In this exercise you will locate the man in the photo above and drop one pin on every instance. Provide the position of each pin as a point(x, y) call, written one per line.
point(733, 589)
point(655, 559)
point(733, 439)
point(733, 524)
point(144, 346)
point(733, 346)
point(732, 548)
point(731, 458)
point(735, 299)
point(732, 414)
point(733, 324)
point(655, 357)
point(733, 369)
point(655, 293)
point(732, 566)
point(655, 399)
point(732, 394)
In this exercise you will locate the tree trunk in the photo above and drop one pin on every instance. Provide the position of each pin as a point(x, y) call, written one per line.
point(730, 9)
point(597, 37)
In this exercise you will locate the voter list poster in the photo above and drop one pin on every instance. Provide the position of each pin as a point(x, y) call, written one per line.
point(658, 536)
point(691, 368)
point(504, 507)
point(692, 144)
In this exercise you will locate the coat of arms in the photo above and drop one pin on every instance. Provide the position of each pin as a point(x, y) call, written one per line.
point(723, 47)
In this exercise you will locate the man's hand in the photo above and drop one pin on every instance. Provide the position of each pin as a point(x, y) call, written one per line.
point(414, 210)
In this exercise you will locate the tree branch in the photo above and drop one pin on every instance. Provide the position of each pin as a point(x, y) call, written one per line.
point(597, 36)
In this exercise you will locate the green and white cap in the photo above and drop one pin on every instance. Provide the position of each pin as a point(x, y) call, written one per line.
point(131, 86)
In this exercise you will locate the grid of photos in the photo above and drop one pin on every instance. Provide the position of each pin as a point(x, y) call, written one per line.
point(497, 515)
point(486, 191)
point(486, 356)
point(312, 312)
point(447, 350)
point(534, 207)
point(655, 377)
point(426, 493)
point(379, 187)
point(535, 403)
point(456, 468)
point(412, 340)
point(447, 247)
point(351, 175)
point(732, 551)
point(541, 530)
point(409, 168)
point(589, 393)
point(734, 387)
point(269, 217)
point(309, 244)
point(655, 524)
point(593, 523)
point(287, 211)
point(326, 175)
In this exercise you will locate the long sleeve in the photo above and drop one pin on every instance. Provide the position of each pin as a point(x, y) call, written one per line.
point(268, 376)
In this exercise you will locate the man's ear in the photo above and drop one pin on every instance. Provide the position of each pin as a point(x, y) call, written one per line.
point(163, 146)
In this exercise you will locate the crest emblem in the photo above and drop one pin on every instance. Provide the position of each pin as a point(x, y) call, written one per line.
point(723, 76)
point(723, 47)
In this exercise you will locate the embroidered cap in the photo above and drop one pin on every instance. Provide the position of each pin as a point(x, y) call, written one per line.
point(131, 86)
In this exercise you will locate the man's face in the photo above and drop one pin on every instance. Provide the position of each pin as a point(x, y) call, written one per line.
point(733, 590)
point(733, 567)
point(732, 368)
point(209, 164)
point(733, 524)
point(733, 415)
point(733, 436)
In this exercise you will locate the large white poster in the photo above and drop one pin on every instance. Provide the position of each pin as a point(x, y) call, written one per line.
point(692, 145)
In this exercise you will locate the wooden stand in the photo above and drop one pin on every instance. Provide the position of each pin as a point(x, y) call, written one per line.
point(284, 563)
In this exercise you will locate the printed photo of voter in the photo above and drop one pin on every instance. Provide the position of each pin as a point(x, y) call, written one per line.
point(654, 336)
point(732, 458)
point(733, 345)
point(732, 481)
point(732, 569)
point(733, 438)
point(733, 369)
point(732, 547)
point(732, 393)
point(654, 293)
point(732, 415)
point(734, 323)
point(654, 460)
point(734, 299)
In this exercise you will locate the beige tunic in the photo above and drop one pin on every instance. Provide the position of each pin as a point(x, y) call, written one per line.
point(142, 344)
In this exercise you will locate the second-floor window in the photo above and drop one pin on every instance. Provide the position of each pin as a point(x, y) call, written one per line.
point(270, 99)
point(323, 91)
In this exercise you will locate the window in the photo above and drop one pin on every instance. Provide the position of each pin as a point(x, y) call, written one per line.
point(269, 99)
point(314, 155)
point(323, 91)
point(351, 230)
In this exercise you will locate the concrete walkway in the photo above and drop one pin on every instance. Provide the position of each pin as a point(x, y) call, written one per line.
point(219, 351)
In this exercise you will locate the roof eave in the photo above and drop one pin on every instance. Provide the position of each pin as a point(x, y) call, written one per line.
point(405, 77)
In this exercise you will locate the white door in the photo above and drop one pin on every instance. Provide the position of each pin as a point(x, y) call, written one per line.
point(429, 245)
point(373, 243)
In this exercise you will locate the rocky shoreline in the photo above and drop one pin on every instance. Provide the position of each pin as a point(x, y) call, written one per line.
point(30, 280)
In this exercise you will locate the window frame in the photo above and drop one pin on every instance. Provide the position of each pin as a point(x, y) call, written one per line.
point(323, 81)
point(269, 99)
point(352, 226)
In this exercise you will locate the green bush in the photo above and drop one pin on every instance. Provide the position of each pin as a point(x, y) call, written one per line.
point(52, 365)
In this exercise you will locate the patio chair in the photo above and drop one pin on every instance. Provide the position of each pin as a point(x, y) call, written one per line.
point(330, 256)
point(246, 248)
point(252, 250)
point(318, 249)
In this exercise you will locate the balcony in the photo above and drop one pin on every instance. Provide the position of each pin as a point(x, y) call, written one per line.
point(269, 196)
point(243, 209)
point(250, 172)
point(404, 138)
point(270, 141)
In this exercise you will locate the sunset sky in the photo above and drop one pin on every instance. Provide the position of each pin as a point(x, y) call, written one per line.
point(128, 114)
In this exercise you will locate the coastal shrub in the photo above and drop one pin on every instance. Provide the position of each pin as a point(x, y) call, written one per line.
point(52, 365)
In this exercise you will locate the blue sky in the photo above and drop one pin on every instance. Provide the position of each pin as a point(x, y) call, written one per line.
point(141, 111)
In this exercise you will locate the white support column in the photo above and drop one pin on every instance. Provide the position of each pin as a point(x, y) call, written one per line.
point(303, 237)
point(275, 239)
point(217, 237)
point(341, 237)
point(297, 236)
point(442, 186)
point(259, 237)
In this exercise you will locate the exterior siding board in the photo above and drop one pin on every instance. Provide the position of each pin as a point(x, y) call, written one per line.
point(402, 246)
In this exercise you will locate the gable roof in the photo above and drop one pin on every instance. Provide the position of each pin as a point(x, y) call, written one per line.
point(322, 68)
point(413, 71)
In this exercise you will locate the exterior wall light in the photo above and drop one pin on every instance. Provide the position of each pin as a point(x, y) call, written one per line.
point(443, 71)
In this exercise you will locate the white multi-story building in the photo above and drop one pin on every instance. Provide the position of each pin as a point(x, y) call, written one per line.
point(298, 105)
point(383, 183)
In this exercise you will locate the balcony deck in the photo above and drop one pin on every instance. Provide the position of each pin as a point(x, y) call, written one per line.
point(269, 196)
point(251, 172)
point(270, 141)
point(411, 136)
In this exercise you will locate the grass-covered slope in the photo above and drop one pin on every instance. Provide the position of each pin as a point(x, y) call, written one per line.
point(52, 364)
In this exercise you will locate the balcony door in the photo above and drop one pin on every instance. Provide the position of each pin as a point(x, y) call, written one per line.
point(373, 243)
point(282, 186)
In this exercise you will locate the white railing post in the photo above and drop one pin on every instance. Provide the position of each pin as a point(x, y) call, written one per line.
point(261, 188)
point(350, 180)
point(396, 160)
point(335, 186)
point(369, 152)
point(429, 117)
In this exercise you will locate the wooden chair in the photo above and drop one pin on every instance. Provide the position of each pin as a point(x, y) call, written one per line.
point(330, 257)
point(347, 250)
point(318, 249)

==*==

§ Work instruction: Would you please give all of the entries above once more, exactly as they are?

§ Solution:
In this exercise you will locate the man in the photo above and drop one pin on every instance. Provide the position of each pin as a point(x, y) call, written one per line.
point(733, 589)
point(655, 559)
point(733, 439)
point(733, 524)
point(144, 346)
point(733, 346)
point(732, 548)
point(731, 458)
point(735, 299)
point(732, 414)
point(733, 324)
point(655, 357)
point(733, 369)
point(655, 293)
point(732, 566)
point(655, 399)
point(732, 394)
In this exercise you will locate the tree trunk in the photo above and drop one pin on every instance. Provide the position of each pin as a point(x, y) call, written one per line.
point(730, 9)
point(597, 37)
In this exercise you will locate the voter list poster in the photo above and drop one pin on every instance. Provide the position of each pin as a point(x, y) call, written one per line.
point(658, 536)
point(691, 368)
point(504, 507)
point(692, 144)
In this exercise you will locate the coat of arms in the photo above and drop one pin on every instance. Provide the position of each pin as a point(x, y) call, written one per line.
point(723, 47)
In this exercise you will locate the man's hand in the photo above and drop one pin on every instance. Provide the position of each pin as a point(x, y) call, written one per line.
point(414, 210)
In this exercise you will locate the tree branch in the photo above and drop one pin on every instance. Provide the position of each pin as a point(x, y) call, written one per line.
point(597, 36)
In this exercise you will locate the green and white cap in the photo above and drop one pin on every instance. Provide the position of each pin as a point(x, y) call, written one per line.
point(131, 86)
In this exercise you will locate the grid of photos in the photo above and drop one pin on every instance. Provide the position of each pin as a point(x, y) call, written one per line.
point(497, 515)
point(486, 191)
point(486, 356)
point(312, 312)
point(447, 350)
point(534, 207)
point(655, 377)
point(426, 493)
point(379, 187)
point(535, 403)
point(456, 468)
point(412, 340)
point(447, 247)
point(351, 175)
point(732, 551)
point(541, 530)
point(409, 168)
point(589, 393)
point(734, 387)
point(269, 217)
point(309, 244)
point(655, 524)
point(593, 523)
point(287, 211)
point(326, 175)
In this exercise you will locate the long sleeve in the photo above and drop one pin on every instance. Provide the position of each pin as a point(x, y) call, written one per line.
point(268, 376)
In this exercise you will locate the man's ear in the photo above and drop one pin on every instance. Provide the position of each pin as a point(x, y) call, written one per line.
point(163, 146)
In this exercise you will locate the crest emblem in the photo above and drop one pin on every instance. Provide the position of each pin as a point(x, y) call, written one per line.
point(723, 76)
point(723, 47)
In this exercise you will locate the embroidered cap in the photo above and drop one pin on every instance. Provide the position of each pin as a point(x, y) call, written one per line.
point(131, 86)
In this exercise you will locate the man's face in the photo above and drop one pin on every instance. Provide the position of each pin as a point(x, y) call, written one per line.
point(733, 590)
point(733, 567)
point(732, 368)
point(209, 164)
point(733, 524)
point(733, 415)
point(733, 436)
In this exercise you will locate the large white poster in the photo above and drop one pin on every instance. Provide the position of each pin as a point(x, y) call, written one per line.
point(692, 145)
In this exercise you will locate the wooden stand in the photo above and drop one pin on every instance. Provide the position of each pin as a point(x, y) call, written one per line.
point(284, 563)
In this exercise you will locate the printed photo of voter in the photo above and drop one pin on every instance. Provide the position of each pin as a point(x, y) call, written one per line.
point(654, 336)
point(732, 458)
point(733, 345)
point(732, 481)
point(732, 569)
point(733, 438)
point(733, 369)
point(732, 547)
point(732, 393)
point(654, 293)
point(732, 415)
point(734, 323)
point(654, 460)
point(734, 299)
In this exercise you will locate the beige tunic in the photo above and drop one pin on every instance. Provide the position of each pin as a point(x, y) call, written one per line.
point(142, 344)
In this exercise you will locate the second-floor window in the photo above and drop one pin on every instance. Provide the position of each pin as a point(x, y) call, written one per line.
point(270, 99)
point(323, 91)
In this exercise you will locate the window in the photo above and drop one pin on every instance. Provide the position of each pin as a point(x, y) call, written one per line.
point(269, 99)
point(314, 155)
point(323, 91)
point(351, 230)
In this exercise you will locate the concrete walkway in the photo above and drop one pin on every instance. Provide the position of each pin as a point(x, y) call, written one per line.
point(219, 351)
In this exercise you will locate the roof eave in the photo above and drop one pin on every instance. Provide the position of each pin as a point(x, y) call, written one per line.
point(405, 77)
In this exercise you will locate the white door in the photo above and drop one pin on every instance. Provide the position of each pin as a point(x, y) call, written one per line.
point(429, 245)
point(373, 243)
In this exercise you will locate the rocky shoreline in the photo above and drop one pin on every instance. Provide the position of each pin as a point(x, y) call, written one per line.
point(30, 280)
In this exercise you will locate the window frame in the photo above and drop one pin on every instance. Provide the position of each pin as a point(x, y) call, written one per line.
point(323, 81)
point(269, 99)
point(352, 226)
In this exercise you will locate the green bush in the photo above and drop one pin on every instance. Provide the position of each pin as a point(x, y) call, written one per line.
point(52, 365)
In this exercise you will locate the patio chair in the photo above and drop one pin on every instance. Provide the position of each pin as a point(x, y) call, written one per line.
point(330, 256)
point(246, 248)
point(252, 250)
point(318, 249)
In this exercise you will locate the balcony in the photo above and drop one pin on every instance. Provide the position of each pin as a point(x, y) call, written one per line.
point(269, 196)
point(243, 209)
point(250, 172)
point(404, 138)
point(270, 141)
In this exercise you will locate the sunset sky in the photo above and drop one pin on every instance. Provide the position of each pin as a point(x, y) call, written one per line.
point(128, 114)
In this exercise you will locate the coastal shrub in the photo above and drop one pin on every instance. Provide the position of each pin as a point(x, y) call, written one per line.
point(52, 365)
In this exercise you will locate the blue sky in the photo above and drop one pin on every instance. Provide the position of each pin as a point(x, y) call, written one per line.
point(141, 111)
In this exercise you will locate the white support column in the photo above and drop one pin on every instance. Provide the position of each pin as a point(x, y) call, written one per line.
point(303, 237)
point(275, 239)
point(217, 237)
point(341, 237)
point(297, 236)
point(442, 186)
point(259, 237)
In this exercise you will locate the exterior siding board in the photo above and drop one pin on every instance. Provide the position of each pin as a point(x, y) call, written one per line.
point(402, 246)
In this exercise you will locate the gable roof in the photo above and drop one pin on every instance. Provide the position of each pin as a point(x, y) call, written one per line.
point(322, 68)
point(413, 71)
In this exercise you will locate the exterior wall light in the photo above and drop one pin on every instance. Provide the position of each pin as a point(x, y) call, written one per line.
point(443, 71)
In this exercise you will locate the white multi-story building in the photo above and drop one pin on every instance. Provide the position of each pin as a point(x, y) call, written one per line.
point(298, 105)
point(383, 183)
In this exercise you will locate the balcony deck in the photo above and drop one pin on every instance. Provide the position of each pin as a point(x, y) call, written one per line.
point(269, 196)
point(251, 172)
point(270, 141)
point(411, 136)
In this exercise you will locate the grass-covered slope in the photo above and drop one pin on every instance. Provide the position of each pin as a point(x, y) call, written one per line.
point(52, 364)
In this exercise you will locate the balcony door in the photo above and drop one pin on every instance. Provide the position of each pin as a point(x, y) call, written one per line.
point(373, 243)
point(282, 186)
In this exercise you will locate the white railing post in the photo above and drop one pin on every instance. Provide the position of each pin as a point(x, y) call, written one per line.
point(261, 188)
point(350, 180)
point(396, 160)
point(335, 186)
point(369, 152)
point(429, 117)
In this exercise you will locate the wooden chair in the photo above and drop one pin on every instance. Provide the position of each pin as a point(x, y) call, written one per line.
point(330, 257)
point(347, 250)
point(318, 249)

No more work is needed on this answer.